More recently, it has been demonstrated that the preservation of a liver-specific transcriptional profile depends to a great extent on the correct expression of three splicing factors, the SR-protein SRSF3 (29), the pre-mRNA splicing factor SLU7 (30) and epithelial splicing regulatory protein 2 (ESRP2) (31). These studies show that the hepatic depletion or reduction of expression of SRSF3, SLU7 or ESRP2 in mice impact significantly on the mature and metabolically functional phenotype of the liver, changing not only the alternatively spliced transcriptome profile but also the rate of transcription of oncofetal genes such as alfa-fetoprotein (AFP) and the non-coding RNA H19, as well as metabolic and proliferation-related genes (29,30). In addition, the data demonstrates a complex cross-regulation among the different effectors and pathways. For instance, reduced expression of SLU7 results in altered splicing and diminished expression of SRSF3 and changes in the use of HNF4 promoter, from the adult-specific P1 promoter to the fetal/oncogenic P2 promoter (30,38). Importantly, in support of the relevance and pathological implications of these findings, the expression of SRSF3, SLU7 and ESRP2 is significantly reduced in human HCC (19,47,48), and that of SLU7 is also impaired in the preneoplastic cirrhotic liver (47). More specifically, it has been demonstrated that the hepatocyte-specific knockdown of SRSF3 in mice results in the spontaneous development of HCC (48), further emphasizing the relevance of hepatic de-differentiation in the process of hepatocarcinogenesis.

Recently, muscleblind-like-3 (MBNL3) has been identified as a liver oncofetal splicing factor expressed at high levels in fetal livers, silenced in adult livers and reexpressed in HCC tissues (49). Its oncogenic function has been linked to the inclusion of exon 4 into the lncRNA-PXN-AS1 and the subsequent upregulation of the cytoskeletal oncoprotein paxillin (PXN) (49).

The cell fate determinant NUMB is a direct transcriptional target of the WNT pathway and a negative regulator of NOTCH signaling promoting hepatocyte differentiation (50). The upregulation of an aberrant alternatively spliced isoform of NUMB after the inclusion of exon 12 (PRRL isoform) has been detected in HCC and it is associated with early recurrence and reduced overall survival after surgery (51). Mechanistically, this splicing event is inhibited by the splicing factor RBFOX2 and promoted by the cytoplasmic retention of the SR-protein kinase SRPK2 through its interaction with the chaperon HSP90 (51). In fact, the presence of NUMB PRRL isoform was proposed as a biomarker in HCC to stratify patients to be treated with HSP90-targeted drugs (51,52). In this same line, a differentiation therapy for HCC has been proposed using miR-148a mimics, which mediate hepatocyte differentiation through the upregulation of NUMB expression (53).

Many metabolism-related enzymes are expressed as cell-type specific isoforms regulated by alternative splicing. In fact, many de-differentiation events observed during the process of hepatocarcinogenesis represent switches of alternatively spliced metabolic enzyme isoforms. In general, mature liver-specific isoforms are replaced by fetal isoforms or isoforms normally expressed in other tissues (20,21,54).

SOURCE DATA –
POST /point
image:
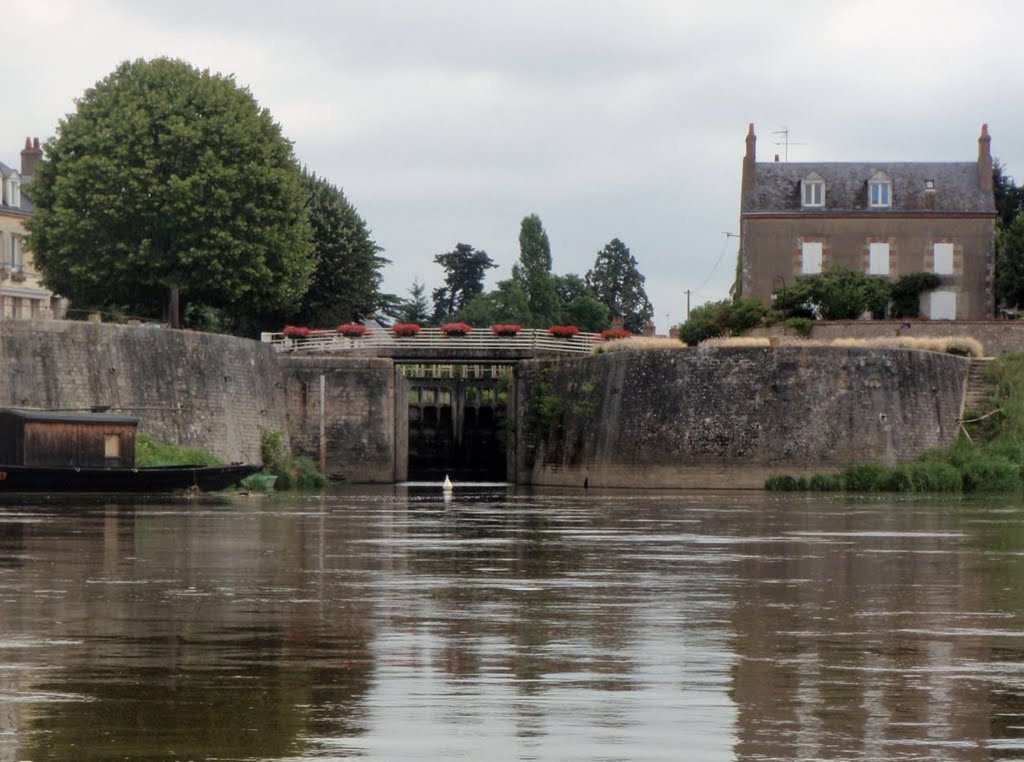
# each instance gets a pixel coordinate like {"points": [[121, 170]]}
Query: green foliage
{"points": [[905, 293], [346, 284], [616, 283], [587, 313], [825, 482], [836, 294], [293, 472], [532, 274], [730, 316], [802, 327], [465, 268], [865, 477], [1010, 263], [168, 180], [416, 308], [786, 483], [151, 453]]}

YOUR ASSIGNMENT – Resume the passage on splicing factors and liver de-differentiation in hepatocellular carcinoma, picking up after its final sentence.

RESULT OF THE TASK –
Alterations of splicing and HCC metabolic reprogramming

As mentioned above, many metabolism-related genes are regulated by alternative splicing. Cancer is recognized as a disease of energetic metabolism and the metabolic reprogramming of cancer cells, including the use of glucose, glutamine and fructose is facilitated by changes in the expression of mutually exclusive alternatively spliced isoforms of metabolic enzymes (54).

Fructose is mainly catabolized in the liver by the high affinity enzyme fructokinase C (KHK-C) an isoform mainly expressed in hepatocytes generated by the incorporation of alternative exon 3C into the mRNA (55). However, in HCC cells RBP hnRNPH1/2 promotes the exclusion of exon 3C and the inclusion of exon 3A to generate the isoform KHK-A. This results in a reduced fructose metabolism rate preventing enhanced ROS generation and uncontrolled lipid production, along with promoting glucose-derived de novo nucleic acid synthesis through phosphorylation of phosphoribosyl pyrophosphate synthetase 1 (PRPS1) (54). Therefore, this splicing switch supports tumorigenesis and allows the coordinated regulation of glucose and fructose metabolism in HCC cells (54). Importantly, hnRNAPH1/2 expression is regulated by cMYC and the expression of cMYC, hnRNPH1/2 and KHK-A is correlated and significantly up-regulated in HCC tissues, being independent prognostic factors for overall survival (54).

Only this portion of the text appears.